**PROBLEM DETAILS**
From start to end, write out the following data exactly, apart from its images.

(Natural language region descriptions)

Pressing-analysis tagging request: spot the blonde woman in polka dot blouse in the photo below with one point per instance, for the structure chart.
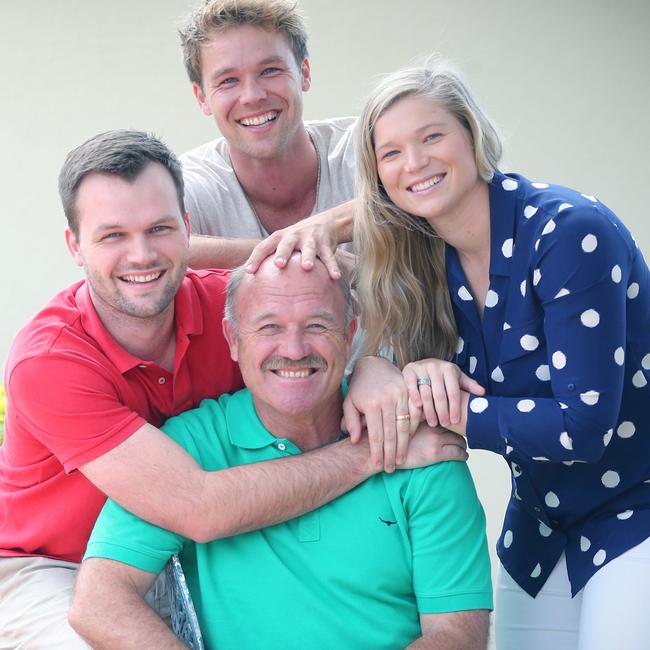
(540, 294)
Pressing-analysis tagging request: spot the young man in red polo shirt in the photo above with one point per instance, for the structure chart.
(91, 377)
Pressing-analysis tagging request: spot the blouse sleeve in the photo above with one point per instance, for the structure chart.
(582, 274)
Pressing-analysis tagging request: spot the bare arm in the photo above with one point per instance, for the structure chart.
(153, 477)
(466, 630)
(109, 610)
(315, 236)
(218, 252)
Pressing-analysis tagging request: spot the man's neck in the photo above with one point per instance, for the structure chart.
(307, 431)
(150, 339)
(283, 189)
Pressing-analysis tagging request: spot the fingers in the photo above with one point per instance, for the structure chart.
(452, 396)
(375, 423)
(454, 447)
(403, 434)
(263, 250)
(352, 421)
(410, 379)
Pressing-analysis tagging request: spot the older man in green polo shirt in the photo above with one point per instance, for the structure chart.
(399, 561)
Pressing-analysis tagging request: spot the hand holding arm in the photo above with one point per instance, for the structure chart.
(315, 236)
(378, 394)
(442, 398)
(150, 475)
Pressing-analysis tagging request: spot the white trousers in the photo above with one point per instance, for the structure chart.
(612, 611)
(35, 596)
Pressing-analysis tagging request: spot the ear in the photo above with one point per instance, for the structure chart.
(188, 225)
(231, 338)
(352, 328)
(305, 75)
(73, 246)
(200, 97)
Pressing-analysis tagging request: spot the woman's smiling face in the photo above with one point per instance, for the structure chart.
(425, 159)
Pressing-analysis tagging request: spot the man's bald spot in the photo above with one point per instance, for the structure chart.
(268, 270)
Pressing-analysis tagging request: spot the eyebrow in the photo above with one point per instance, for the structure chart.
(220, 72)
(321, 314)
(420, 129)
(118, 226)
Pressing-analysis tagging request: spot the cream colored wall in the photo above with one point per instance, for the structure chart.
(568, 83)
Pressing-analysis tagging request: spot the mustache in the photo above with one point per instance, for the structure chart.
(281, 363)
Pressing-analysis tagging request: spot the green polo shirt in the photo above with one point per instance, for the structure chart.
(354, 573)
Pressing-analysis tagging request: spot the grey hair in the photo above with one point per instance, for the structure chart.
(238, 274)
(122, 153)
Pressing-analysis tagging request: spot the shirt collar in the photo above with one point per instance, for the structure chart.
(187, 313)
(244, 427)
(503, 217)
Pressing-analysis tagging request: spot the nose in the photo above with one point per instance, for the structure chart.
(415, 159)
(141, 251)
(294, 344)
(252, 92)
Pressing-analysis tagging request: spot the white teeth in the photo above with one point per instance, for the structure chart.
(425, 185)
(259, 120)
(142, 278)
(293, 374)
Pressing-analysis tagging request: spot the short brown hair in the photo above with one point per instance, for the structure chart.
(282, 16)
(121, 153)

**WRITTEN ANSWER**
Pressing-analysis tagging request: spot the blonde woman in polka dot blouse in the photo below with one point per instance, for the structure chart.
(540, 294)
Pressing-analysis tagging request: spot the young man in red polo shirt in the photo above with one point per instance, for the structure chart.
(91, 377)
Pressing-analysis tagging request: spot the blouse sleeve in the photo above with one point per instance, for the structure chart.
(582, 274)
Pressing-analysis tagging request: spot the bare arm in the photo above with one point per instance, for the structure chart.
(153, 477)
(466, 630)
(109, 610)
(315, 236)
(218, 252)
Pressing-analysis tagging request: spot the man's neck in the photo above with one point per instance, for the structure chart.
(307, 431)
(150, 339)
(283, 189)
Pressing-analysis tagging request: spot the fingers in the photo above with one point per instance, for the structure chart.
(452, 396)
(375, 423)
(454, 447)
(403, 434)
(263, 250)
(352, 421)
(410, 379)
Pressing-analysis tagging request: spot the older man in green polo shirt in the photo above with one point per instance, for the structure chart.
(399, 561)
Pressing-analysis tagging request: spot the hand holding arm in the photo above with one point per instance, for the structure chart.
(315, 236)
(378, 394)
(442, 398)
(150, 475)
Pressing-analysis tagging request: spot the white trousers in the photo above with one point per instance, for the structure chart.
(612, 611)
(35, 596)
Pressing-analysis tagging request: spot the ear in the photo above with one point per instance, for the structure chart.
(188, 225)
(231, 338)
(352, 328)
(305, 75)
(73, 246)
(200, 97)
Pressing-analysis tagging request: spot the woman's smiling face in the photo above with one point per instance, for the structure chart.
(425, 159)
Pressing-analysis tagging request: spot the man's bald spot in the photo above with one point per instance, for the structure chart.
(268, 270)
Pressing-analysis tagging request: spot the eyebrow in the photo above with one point per instance, for the structure chart.
(220, 72)
(321, 314)
(420, 129)
(118, 226)
Pressing-analysis tagging request: spot the cream colored wall in the photo above with one point per instance, for the structure chart.
(568, 83)
Pressing-analysis tagging request: spot the mustache in the photo above with one point per instance, for the structure chart.
(281, 363)
Pressing-analysis tagging request: spot the green polo shirt in the photo above with one point per instance, for the structure chart.
(354, 573)
Pressing-analysis tagging request: spot the grey hair in the photo above with one point per instance, for the structure chart.
(238, 274)
(122, 153)
Pressing-analysis tagging request: spot the shirt collar in the photo above with one point per instance, for the structure chart.
(187, 313)
(244, 427)
(503, 217)
Pressing-analysis tagging request: spot the nose in the photo above with one point per instance, for the structure chart.
(415, 159)
(141, 251)
(294, 344)
(252, 92)
Pressing-analysis tagging request: spot the white teeth in the photo above with one point per instance, for the structure chart.
(425, 185)
(259, 120)
(142, 278)
(293, 374)
Pressing-analysis tagging request: spot the short brown hair in the photo above with one point per instance, for the structure chart.
(282, 16)
(121, 153)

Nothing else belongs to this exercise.